What you should do:
Rescale the data from the line that has "Q: Indicate one point per instance of the tan" through the end of the data, writing out every line in that span. Multiply each point coordinate by 0.4 and round it to a whole number, with halves rounded up, and leave all other text unchanged.

Task material:
★ ★ ★

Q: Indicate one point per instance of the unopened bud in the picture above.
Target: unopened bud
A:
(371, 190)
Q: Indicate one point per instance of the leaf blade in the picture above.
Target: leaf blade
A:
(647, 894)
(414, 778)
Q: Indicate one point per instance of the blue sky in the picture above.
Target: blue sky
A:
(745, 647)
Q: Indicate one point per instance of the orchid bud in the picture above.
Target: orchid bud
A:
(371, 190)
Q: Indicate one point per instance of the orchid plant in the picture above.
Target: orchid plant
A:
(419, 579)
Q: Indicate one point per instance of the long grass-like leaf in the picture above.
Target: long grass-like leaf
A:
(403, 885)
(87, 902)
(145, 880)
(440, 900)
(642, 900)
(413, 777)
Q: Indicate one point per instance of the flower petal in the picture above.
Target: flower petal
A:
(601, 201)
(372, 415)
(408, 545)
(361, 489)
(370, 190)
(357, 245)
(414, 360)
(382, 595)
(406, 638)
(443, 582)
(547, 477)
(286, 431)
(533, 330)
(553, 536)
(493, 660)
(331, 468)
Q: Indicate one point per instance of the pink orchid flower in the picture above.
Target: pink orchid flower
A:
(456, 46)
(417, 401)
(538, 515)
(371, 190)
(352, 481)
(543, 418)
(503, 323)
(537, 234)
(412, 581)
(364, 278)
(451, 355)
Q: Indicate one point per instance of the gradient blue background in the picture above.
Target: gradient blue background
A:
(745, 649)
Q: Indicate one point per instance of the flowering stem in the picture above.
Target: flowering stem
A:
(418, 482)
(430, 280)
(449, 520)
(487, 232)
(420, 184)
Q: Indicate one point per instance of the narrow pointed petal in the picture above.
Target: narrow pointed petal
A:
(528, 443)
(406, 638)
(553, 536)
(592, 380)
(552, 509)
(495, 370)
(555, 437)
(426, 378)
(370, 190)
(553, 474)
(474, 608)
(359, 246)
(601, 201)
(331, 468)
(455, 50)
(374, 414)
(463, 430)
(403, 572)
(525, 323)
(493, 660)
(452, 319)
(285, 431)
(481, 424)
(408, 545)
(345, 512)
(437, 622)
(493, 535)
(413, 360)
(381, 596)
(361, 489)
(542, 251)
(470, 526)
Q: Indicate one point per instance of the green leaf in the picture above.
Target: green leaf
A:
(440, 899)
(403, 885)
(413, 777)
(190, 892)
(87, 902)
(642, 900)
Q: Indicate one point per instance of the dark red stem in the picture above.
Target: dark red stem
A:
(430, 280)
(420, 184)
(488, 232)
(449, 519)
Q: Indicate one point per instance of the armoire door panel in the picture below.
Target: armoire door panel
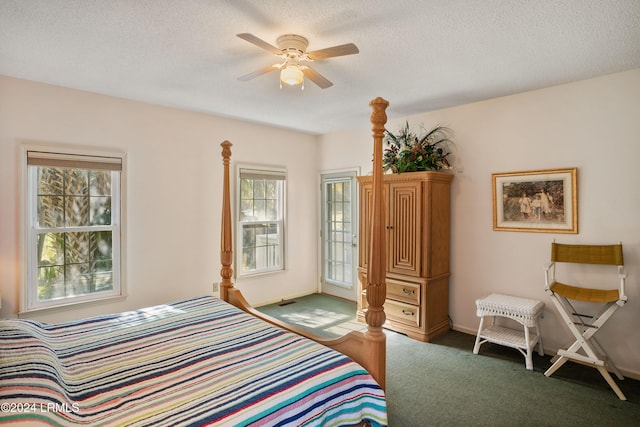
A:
(405, 214)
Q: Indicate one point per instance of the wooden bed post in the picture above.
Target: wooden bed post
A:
(376, 273)
(367, 348)
(226, 244)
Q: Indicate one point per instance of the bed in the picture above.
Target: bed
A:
(200, 361)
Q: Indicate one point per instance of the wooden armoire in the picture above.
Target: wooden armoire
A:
(418, 228)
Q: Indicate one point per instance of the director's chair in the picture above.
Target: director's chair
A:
(586, 349)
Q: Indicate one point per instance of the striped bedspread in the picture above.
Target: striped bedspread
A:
(194, 362)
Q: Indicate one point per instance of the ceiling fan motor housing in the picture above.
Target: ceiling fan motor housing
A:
(292, 44)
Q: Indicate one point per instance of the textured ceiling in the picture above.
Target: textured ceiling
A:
(421, 55)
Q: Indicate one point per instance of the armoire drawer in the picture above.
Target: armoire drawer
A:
(401, 312)
(403, 291)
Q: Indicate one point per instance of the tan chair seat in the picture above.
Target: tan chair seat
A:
(585, 294)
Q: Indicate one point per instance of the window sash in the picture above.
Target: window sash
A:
(90, 272)
(254, 257)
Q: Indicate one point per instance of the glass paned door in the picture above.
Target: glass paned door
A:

★ ★ ★

Solved exercise:
Q: Indicate one point per instance of the tan chair seat in the picture above.
Target: tan chair seat
A:
(234, 118)
Q: Indicate one point per instance of the window sash in the picture above.
Target: window sash
A:
(36, 109)
(102, 103)
Q: Indicate one point per instance of the glass paned door in the picture above.
Target: glass paned door
A:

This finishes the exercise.